▶ [Problems and tasks]:
a) According to the article on the Asian Accreditation Agencies Forum, which organization initiated the forum?
b) Carry the article on the Asian Accreditation Agencies Forum forward, beginning right after its final sentence.

━━ Text

‘Stronger relationships within and across regions based on respective contexts and cultures are essential.’

Professor Ricardo-Leon Bórquez, President of the World Federation for Medical Education (WFME) said in his keynote address at the Asian Accreditation Agencies Forum in Chiang Mai, Thailand on January 11, 2023.

He stressed further that quality does not have one definition and that each region tends to understand its own contexts and cultures better. Thus, this Forum could be influential to the region and possibly serve as a model for other regions to follow.

Initiated by Thailand’s Institute for Medical Education Accreditation (IMEAc), this Forum was the first of its kind, well attended by key senior leaders from WFME-recognized agencies, namely Korean Institute of Medical Education and Evaluation (KIMEE), Japan Accreditation Council for Medical Education (JACME), Indonesian Accreditation Agency for Higher Education in Health (IAAHEH), Taiwan Medical Accreditation Council (TMAC), Institute for Medical Education Accreditation (IMEAc). Vietnam (University of Medicine and Pharmacy at Ho Chi Minh City) sent its representatives to attend the event as well. Several executives from Thailand’s professional associations were also present as observers.

━━━━
━━ Provided information

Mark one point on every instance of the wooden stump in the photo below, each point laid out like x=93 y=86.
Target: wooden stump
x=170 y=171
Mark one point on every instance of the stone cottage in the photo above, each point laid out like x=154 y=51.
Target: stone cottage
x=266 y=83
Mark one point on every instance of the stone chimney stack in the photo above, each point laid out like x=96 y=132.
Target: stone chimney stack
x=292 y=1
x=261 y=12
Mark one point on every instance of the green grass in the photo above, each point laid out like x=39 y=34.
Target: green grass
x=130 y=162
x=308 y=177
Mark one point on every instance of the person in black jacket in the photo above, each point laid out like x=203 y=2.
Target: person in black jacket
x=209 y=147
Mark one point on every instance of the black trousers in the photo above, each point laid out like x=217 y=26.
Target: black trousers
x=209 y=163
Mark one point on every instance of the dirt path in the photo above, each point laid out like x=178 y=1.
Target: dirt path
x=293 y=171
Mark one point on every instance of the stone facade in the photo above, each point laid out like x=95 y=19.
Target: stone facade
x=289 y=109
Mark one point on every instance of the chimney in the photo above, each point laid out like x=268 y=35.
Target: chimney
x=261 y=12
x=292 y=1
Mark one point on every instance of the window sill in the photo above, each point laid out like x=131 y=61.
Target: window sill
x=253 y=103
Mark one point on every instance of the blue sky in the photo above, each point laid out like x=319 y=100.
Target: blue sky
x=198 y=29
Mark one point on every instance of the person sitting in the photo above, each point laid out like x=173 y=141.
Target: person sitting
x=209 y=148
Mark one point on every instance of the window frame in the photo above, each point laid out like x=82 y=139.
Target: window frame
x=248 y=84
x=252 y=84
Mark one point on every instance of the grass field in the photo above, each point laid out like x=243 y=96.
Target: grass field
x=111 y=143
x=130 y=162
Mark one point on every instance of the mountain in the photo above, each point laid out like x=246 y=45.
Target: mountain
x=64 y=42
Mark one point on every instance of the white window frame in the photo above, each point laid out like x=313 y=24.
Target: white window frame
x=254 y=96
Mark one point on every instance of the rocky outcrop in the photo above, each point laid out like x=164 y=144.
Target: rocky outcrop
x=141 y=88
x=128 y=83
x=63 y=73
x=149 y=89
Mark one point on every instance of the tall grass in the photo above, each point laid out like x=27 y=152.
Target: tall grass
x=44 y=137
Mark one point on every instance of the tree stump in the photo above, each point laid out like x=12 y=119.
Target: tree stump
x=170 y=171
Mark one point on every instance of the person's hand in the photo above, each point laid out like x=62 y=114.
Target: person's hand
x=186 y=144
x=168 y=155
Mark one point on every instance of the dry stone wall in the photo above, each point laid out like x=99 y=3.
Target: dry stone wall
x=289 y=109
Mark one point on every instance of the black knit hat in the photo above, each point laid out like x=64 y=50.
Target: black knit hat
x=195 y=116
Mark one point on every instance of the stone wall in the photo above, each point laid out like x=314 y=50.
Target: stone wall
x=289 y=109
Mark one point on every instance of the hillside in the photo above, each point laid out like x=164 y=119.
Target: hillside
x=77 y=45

━━━━

▶ [Written responses]:
a) Thailand's Institute for Medical Education Accreditation (IMEAc) initiated it.

b)
From the two-day sessions, it was evident that all showed committed continuous efforts to ensure that the accreditation process has incorporated not only key issues needed for medical education, but also voices from stakeholders, using such techniques as surveys and additional visits as seen appropriate in their specific situations.

The Forum also shared their accreditation practices based on self assessment/evaluation of their respective medical schools. Some crucial areas of focus were ongoing consideration for the criteria to meet with local and global standards, governance, judgment decision process, assessor training, and non-MD recruitment.

IMEAc’s innovative approach on Assessor Competence Standards Framework (ASF) to enhance quality of its assessors has received close attention. Its Director, Professor Pongsak Wannakrairot pointed out that the ASF focuses on three important components of quality assessors, i.e. knowledge, practices, and values, serving as foundation for creating four development levels, namely potential, professional, lead, and expert assessors. More elements will be added and tried out soon.

Moreover, the participants learned from Professor Bórquez about his perspective on regional and global collaboration. They were hopeful that this initiative could represent the efforts of Asian region In accreditation and to to act as another channel to collectively strengthen quality of the process and medical education as a whole.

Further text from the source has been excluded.